== Textauszug

Merken wir, wie wichtig es ist, das Wort Gottes zu kennen. Nicht nur oberflächlich, nicht nur meine zehn Punkte, an denen ich mich festhalten kann, sondern wirklich tief.
Am wichtigsten aber ist Gottes Weisheit auch unser Schutz, weil er dort, wo wir der Lüge der Torheit verfallen sind und den Weg der Torheit gegangen sind, Gnade für uns bereithält. Gnade für unseren verfehlten Weg. Denn er sagt: „Hey, du bist der Torheit verfallen.“ Aber in den ersten sechs Versen ruft die Weisheit: „Wer töricht ist, der kehre hier ein.“ Das heißt: Wenn du deine Torheit erkennst, wenn du erkennst, es war töricht, mich bei dem Seitensprung-Portal anzumelden oder andere Dinge zu tun, die du vielleicht nicht für so töricht hältst, wie dich bei so einem Portal anzumelden, dann komm zurück an den Tisch der Weisheit Gottes.
Gnade reicht jetzt, heute. Sie reicht.

====

**Aufgabenstellung**
Gib den Textauszug zwischen „Merken wir, wie“ und „sondern wirklich tief.“ einschließlich wieder und tausche dabei „oberflächlich“ gegen „flüchtig“. Die Datensätze werden zur Bearbeitung nicht benötigt.

== Vorliegende Datensätze

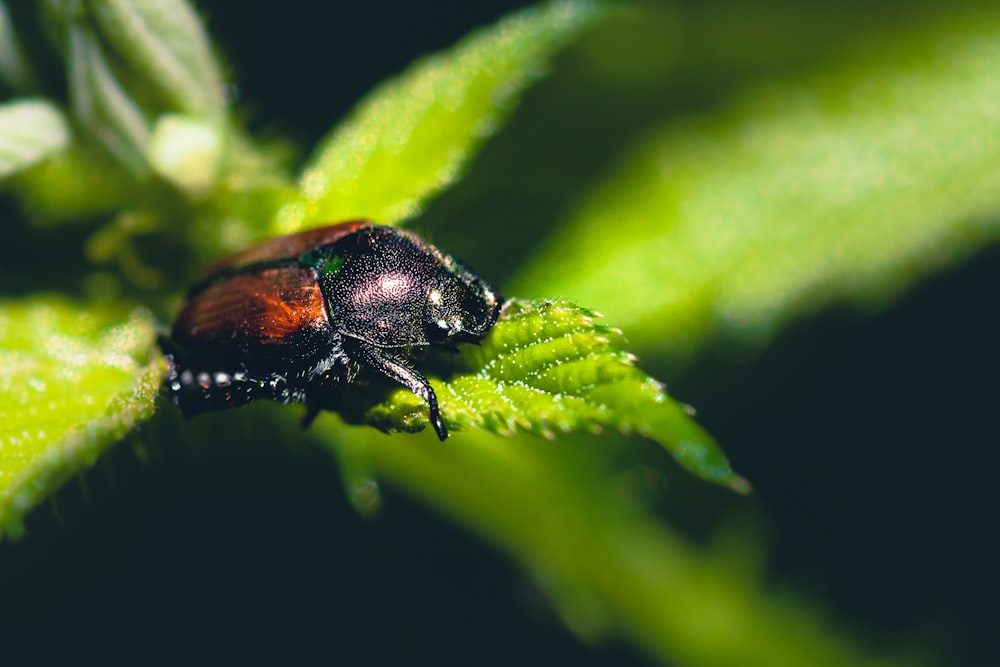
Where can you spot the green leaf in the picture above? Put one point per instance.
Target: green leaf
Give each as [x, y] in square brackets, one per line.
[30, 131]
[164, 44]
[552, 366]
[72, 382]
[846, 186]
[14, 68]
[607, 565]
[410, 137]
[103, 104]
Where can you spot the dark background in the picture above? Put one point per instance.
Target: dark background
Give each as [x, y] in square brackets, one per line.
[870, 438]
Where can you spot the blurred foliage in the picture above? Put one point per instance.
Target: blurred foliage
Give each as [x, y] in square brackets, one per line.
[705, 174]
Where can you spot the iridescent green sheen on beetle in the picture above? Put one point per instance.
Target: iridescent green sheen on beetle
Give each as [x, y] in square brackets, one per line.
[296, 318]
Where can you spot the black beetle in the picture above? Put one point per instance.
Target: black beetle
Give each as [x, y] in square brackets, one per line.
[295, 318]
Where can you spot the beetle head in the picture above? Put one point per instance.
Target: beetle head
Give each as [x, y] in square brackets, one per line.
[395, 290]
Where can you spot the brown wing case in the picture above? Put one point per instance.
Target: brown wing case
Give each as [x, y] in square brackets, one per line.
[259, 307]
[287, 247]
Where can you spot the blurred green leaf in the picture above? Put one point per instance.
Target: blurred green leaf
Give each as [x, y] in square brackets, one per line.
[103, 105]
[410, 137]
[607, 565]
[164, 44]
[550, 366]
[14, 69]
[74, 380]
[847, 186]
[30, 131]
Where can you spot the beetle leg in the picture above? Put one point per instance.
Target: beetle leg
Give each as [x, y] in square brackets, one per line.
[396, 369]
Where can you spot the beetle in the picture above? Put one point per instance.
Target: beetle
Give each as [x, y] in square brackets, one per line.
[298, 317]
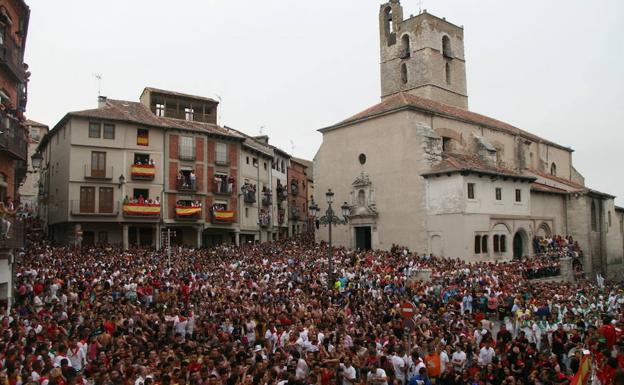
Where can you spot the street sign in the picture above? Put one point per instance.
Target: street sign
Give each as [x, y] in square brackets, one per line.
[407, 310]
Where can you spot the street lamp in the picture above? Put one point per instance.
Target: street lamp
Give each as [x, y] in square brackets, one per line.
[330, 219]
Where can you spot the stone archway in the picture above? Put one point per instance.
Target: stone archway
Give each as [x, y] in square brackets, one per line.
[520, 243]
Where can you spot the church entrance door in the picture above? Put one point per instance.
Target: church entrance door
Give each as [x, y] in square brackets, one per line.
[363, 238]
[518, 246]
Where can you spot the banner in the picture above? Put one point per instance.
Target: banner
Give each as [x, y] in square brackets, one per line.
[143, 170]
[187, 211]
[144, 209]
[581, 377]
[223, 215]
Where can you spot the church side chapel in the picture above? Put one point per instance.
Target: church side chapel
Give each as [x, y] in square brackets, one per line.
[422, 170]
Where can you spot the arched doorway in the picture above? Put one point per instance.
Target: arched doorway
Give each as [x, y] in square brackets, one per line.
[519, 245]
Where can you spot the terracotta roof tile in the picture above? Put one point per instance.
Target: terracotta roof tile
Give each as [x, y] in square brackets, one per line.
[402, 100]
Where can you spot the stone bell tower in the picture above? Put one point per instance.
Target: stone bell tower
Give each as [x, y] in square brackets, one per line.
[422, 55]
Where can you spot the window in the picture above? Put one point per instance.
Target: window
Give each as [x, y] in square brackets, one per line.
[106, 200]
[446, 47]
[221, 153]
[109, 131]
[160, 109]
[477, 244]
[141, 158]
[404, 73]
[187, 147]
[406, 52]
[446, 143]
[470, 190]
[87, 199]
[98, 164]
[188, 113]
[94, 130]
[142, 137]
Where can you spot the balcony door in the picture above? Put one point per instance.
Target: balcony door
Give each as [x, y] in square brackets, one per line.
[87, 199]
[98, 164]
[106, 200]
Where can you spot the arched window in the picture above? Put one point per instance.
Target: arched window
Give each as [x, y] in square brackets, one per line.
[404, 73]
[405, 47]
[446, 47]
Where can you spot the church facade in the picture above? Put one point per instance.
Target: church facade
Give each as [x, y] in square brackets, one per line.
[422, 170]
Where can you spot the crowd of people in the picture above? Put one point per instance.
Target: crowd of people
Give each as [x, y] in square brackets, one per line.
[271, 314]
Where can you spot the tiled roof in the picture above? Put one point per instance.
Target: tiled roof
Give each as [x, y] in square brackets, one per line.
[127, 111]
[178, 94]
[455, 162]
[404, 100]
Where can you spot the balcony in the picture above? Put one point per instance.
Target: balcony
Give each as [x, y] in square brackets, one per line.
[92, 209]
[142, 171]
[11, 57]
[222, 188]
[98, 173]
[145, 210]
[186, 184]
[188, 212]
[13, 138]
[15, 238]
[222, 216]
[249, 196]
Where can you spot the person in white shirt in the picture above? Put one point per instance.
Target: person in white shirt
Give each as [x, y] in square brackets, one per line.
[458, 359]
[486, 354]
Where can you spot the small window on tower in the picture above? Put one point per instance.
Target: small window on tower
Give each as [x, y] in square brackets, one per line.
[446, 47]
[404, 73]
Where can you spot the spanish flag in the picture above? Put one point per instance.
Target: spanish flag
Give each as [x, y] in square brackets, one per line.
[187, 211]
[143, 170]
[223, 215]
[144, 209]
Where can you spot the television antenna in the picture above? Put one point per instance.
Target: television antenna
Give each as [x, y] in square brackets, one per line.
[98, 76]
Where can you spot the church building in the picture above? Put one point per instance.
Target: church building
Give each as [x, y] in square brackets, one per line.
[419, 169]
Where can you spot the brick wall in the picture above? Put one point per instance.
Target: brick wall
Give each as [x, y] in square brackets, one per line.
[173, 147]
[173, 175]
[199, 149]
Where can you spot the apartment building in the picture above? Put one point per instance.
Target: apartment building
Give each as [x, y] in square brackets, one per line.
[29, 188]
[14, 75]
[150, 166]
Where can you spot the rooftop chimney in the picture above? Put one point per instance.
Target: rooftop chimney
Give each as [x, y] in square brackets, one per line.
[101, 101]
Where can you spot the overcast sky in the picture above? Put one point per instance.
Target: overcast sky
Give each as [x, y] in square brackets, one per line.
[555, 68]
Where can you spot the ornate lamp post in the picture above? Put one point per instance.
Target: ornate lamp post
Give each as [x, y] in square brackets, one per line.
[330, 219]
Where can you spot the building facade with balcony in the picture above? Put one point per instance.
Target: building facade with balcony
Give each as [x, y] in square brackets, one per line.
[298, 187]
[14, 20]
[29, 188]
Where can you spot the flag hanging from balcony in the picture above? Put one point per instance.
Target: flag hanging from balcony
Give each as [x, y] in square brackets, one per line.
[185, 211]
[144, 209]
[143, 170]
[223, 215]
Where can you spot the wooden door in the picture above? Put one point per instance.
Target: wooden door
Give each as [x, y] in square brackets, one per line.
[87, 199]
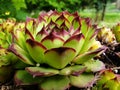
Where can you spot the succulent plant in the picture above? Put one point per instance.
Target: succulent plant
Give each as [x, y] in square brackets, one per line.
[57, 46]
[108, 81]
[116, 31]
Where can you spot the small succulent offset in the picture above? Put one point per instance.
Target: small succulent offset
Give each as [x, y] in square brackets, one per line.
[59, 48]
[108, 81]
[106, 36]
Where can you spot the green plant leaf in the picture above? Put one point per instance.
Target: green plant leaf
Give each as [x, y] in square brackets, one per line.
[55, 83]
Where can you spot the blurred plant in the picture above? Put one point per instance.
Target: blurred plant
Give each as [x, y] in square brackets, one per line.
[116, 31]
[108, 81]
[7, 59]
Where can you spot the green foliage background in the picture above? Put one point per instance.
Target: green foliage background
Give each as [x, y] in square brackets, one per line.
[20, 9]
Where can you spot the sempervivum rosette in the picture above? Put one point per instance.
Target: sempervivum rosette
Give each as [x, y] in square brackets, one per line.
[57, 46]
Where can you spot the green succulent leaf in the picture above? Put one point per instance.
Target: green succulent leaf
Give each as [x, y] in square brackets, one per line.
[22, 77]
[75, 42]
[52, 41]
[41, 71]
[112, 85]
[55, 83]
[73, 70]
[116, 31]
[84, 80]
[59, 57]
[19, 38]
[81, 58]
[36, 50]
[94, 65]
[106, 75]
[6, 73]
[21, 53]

====
== Vorliegende Datensätze

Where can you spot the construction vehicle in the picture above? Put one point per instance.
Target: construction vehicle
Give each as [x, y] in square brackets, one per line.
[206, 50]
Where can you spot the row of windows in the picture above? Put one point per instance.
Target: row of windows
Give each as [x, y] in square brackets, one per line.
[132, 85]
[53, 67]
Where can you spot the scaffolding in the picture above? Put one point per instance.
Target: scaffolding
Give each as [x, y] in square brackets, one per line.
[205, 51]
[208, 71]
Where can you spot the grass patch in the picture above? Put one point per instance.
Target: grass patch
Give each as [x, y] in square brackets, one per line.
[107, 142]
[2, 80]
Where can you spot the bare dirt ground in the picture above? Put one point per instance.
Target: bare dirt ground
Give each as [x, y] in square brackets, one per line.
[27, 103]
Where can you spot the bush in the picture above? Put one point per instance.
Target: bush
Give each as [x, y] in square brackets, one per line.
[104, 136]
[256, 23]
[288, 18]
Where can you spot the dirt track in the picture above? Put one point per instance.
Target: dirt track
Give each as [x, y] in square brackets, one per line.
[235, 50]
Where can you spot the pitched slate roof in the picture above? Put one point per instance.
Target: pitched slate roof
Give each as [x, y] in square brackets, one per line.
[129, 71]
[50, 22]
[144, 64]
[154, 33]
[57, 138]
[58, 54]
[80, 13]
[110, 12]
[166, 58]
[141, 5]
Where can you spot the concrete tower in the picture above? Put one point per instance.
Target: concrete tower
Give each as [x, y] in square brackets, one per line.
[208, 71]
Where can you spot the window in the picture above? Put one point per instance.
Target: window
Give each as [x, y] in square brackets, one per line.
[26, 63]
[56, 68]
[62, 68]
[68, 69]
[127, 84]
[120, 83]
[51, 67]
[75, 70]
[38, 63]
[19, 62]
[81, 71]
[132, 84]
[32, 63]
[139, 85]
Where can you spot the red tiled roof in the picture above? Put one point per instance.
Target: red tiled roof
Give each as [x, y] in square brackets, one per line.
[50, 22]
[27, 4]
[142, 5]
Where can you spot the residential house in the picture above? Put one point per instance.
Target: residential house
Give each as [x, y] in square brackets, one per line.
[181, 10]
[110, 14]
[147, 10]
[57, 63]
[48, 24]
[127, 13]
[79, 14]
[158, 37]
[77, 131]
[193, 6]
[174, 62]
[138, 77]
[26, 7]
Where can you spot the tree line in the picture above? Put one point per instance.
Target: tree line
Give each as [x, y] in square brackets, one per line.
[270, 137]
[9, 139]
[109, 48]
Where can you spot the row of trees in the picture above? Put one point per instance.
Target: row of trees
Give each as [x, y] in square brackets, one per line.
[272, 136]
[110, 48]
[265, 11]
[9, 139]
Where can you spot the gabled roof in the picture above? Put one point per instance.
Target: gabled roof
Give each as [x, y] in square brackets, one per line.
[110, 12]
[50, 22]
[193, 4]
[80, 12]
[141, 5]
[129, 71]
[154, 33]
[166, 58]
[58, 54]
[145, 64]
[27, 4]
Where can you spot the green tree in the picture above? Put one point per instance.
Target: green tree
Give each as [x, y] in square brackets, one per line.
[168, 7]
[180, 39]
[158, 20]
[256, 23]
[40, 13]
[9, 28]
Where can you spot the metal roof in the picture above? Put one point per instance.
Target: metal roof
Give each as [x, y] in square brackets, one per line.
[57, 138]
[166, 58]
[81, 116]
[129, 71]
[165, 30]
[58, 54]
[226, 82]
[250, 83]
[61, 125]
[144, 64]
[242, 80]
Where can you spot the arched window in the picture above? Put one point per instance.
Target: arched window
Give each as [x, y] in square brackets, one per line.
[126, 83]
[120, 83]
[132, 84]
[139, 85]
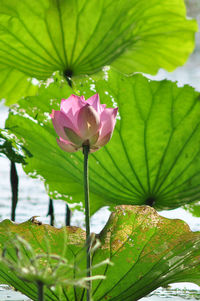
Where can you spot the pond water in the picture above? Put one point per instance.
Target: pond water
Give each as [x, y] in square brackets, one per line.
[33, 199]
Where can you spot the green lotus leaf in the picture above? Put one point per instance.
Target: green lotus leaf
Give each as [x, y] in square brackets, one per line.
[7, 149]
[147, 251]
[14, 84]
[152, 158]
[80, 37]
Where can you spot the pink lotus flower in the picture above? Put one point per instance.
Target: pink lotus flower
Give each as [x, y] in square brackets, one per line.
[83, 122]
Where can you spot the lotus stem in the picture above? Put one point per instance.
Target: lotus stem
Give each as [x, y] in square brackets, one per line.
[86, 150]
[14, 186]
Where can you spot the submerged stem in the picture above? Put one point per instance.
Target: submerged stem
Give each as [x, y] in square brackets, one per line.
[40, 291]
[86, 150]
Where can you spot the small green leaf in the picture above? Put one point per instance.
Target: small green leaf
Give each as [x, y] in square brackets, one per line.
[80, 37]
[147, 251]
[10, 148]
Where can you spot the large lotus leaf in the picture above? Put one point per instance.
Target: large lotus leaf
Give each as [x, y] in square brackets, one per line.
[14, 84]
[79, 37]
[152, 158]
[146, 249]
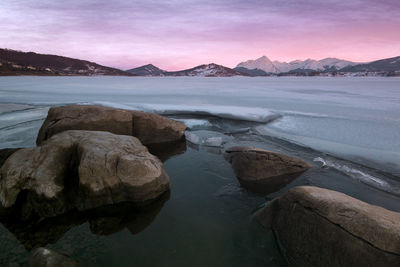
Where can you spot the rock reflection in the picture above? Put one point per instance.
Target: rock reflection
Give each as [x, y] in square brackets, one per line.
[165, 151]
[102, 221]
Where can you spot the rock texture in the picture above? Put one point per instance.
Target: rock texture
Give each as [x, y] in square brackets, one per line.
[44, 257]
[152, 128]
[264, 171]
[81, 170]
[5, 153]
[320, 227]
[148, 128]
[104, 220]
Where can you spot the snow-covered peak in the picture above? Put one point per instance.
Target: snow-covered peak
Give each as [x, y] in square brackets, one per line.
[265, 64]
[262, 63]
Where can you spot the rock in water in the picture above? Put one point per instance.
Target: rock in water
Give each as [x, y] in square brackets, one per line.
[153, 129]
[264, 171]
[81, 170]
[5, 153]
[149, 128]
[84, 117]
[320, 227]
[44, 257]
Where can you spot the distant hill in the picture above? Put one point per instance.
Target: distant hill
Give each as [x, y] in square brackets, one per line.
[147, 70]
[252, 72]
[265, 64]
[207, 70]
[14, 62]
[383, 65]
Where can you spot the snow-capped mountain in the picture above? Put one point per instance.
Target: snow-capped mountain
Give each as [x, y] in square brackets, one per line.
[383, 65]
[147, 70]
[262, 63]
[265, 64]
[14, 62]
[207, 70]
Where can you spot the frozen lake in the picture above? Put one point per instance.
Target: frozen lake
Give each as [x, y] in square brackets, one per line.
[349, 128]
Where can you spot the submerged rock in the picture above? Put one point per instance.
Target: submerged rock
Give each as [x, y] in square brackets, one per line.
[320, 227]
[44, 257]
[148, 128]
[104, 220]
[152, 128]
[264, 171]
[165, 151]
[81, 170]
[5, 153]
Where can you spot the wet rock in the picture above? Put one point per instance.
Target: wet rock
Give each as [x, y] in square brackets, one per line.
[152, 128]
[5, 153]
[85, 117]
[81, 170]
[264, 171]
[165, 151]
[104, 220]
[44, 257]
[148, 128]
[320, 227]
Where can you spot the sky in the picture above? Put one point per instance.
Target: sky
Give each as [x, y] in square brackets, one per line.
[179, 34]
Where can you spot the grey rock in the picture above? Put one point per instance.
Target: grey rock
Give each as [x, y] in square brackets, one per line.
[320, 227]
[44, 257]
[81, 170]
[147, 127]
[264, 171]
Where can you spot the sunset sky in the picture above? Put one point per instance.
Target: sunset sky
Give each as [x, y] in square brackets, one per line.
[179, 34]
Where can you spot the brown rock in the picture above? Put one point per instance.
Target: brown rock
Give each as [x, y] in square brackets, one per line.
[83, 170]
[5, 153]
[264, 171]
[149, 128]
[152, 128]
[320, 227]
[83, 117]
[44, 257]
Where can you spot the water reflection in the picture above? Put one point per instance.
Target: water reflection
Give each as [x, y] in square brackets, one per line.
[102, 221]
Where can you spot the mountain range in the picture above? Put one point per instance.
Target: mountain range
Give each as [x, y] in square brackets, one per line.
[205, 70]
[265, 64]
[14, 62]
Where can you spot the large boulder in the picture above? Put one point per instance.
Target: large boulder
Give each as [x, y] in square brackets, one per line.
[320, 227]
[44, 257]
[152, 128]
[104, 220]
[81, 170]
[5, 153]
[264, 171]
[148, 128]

====

**Lösung**
Merken wir, wie wichtig es ist, das Wort Gottes zu kennen. Nicht nur flüchtig, nicht nur meine zehn Punkte, an denen ich mich festhalten kann, sondern wirklich tief.